**Assigned task:** Pull every line containing "hair" from the entries.

Dataset excerpts

- - -

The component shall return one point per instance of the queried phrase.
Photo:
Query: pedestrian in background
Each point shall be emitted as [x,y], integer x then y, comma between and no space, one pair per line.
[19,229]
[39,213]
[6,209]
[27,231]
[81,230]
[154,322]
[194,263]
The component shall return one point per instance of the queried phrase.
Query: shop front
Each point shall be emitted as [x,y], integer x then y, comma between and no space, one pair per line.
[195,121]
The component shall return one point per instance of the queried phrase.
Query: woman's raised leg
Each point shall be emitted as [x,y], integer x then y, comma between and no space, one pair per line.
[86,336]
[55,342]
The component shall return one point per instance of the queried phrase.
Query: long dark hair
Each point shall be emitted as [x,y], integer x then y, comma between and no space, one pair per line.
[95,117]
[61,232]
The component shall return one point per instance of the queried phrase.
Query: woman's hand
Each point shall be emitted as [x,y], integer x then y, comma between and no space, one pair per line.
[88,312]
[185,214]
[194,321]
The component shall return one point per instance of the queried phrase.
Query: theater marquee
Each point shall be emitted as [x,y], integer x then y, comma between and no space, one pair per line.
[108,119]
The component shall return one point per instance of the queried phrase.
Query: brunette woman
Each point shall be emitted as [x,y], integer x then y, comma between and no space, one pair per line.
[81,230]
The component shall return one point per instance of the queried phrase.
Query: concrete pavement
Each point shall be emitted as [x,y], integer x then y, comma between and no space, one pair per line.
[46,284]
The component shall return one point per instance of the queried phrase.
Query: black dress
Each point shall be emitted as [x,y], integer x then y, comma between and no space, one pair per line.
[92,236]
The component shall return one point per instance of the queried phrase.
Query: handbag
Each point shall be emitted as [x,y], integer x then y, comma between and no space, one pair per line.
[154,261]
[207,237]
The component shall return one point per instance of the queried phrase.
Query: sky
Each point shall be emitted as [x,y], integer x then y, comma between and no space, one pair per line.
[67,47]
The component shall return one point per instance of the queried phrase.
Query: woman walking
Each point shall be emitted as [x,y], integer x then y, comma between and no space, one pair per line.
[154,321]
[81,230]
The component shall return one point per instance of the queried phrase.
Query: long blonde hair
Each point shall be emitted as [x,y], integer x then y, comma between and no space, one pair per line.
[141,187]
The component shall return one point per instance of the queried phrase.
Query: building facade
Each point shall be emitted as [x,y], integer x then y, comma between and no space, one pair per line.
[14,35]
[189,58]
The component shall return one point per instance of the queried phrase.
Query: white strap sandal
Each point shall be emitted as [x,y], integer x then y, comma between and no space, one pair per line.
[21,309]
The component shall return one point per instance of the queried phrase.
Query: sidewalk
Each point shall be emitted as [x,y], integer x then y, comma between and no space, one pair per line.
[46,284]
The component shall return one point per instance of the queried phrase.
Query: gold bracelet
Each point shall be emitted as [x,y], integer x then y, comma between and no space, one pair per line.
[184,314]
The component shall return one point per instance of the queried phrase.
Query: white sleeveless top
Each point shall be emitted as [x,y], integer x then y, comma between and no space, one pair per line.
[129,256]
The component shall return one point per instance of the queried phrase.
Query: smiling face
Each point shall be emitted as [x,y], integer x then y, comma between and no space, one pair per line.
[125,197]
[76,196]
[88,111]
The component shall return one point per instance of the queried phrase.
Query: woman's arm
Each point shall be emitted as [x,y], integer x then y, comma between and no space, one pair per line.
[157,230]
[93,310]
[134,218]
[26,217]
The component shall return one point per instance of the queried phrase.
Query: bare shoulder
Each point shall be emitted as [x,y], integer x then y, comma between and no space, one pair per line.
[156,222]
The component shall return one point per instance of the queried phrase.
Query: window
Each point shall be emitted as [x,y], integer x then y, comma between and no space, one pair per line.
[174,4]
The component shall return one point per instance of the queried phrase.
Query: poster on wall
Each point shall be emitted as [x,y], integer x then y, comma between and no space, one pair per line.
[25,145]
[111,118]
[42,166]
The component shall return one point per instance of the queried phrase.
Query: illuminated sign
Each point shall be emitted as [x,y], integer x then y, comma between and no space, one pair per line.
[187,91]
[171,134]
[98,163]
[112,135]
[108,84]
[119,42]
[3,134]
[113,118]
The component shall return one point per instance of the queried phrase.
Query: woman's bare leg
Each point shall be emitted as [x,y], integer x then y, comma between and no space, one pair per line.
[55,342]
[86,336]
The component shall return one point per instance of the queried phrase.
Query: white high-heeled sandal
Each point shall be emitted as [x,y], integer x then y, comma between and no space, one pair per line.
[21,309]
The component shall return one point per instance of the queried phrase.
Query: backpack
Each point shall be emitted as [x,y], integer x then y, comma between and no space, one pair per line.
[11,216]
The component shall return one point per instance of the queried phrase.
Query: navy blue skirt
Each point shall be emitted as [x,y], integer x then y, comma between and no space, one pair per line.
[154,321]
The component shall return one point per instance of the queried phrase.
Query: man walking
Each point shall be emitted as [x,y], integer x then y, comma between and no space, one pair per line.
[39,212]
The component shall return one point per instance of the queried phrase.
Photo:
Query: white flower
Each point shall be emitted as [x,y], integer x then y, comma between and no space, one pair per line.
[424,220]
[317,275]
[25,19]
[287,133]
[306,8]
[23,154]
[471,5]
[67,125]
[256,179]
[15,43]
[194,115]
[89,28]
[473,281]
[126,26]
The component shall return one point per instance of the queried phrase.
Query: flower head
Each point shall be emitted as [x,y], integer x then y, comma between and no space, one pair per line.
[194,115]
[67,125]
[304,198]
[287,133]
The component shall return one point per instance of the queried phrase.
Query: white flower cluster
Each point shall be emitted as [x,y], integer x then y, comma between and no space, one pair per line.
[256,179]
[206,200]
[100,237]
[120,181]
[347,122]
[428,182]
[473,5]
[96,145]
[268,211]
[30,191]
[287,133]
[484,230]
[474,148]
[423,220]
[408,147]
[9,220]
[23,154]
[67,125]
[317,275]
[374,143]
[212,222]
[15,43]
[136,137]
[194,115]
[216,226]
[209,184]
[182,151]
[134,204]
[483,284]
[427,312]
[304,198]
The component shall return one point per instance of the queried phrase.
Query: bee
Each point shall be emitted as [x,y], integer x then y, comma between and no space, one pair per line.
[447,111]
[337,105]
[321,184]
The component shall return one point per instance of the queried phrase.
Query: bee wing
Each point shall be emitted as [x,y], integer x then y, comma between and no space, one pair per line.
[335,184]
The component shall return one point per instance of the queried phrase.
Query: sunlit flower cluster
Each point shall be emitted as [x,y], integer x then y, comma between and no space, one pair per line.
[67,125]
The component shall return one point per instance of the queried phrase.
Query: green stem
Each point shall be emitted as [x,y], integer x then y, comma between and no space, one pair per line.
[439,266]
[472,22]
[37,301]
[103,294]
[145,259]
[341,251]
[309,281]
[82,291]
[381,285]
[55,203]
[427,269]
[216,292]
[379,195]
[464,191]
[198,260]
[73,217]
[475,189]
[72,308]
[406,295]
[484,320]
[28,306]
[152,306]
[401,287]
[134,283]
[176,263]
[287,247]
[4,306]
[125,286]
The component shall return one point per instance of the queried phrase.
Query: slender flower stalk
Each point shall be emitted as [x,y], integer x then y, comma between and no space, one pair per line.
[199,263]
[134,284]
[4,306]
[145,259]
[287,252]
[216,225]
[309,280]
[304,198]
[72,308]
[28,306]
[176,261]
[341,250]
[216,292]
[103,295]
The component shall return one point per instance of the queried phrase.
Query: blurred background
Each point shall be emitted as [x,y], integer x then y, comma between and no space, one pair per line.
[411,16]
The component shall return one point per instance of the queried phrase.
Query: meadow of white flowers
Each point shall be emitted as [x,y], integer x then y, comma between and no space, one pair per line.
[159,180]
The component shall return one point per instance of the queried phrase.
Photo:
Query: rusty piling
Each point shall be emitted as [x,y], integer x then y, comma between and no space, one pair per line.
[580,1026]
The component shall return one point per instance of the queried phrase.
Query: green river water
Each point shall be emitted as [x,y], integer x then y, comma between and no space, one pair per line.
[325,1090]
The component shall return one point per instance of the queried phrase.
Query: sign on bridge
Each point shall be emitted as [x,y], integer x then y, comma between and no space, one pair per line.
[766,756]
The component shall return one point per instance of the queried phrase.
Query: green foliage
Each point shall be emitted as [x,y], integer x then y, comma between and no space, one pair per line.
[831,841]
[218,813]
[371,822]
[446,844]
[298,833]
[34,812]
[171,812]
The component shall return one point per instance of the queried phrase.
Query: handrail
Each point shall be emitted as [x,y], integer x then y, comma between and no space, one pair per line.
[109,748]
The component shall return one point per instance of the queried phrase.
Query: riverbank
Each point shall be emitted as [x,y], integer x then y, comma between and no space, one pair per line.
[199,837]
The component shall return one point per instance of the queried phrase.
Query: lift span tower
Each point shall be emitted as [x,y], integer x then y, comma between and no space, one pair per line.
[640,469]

- - -

**Exercise result:**
Query: long dark hair
Query: long blonde hair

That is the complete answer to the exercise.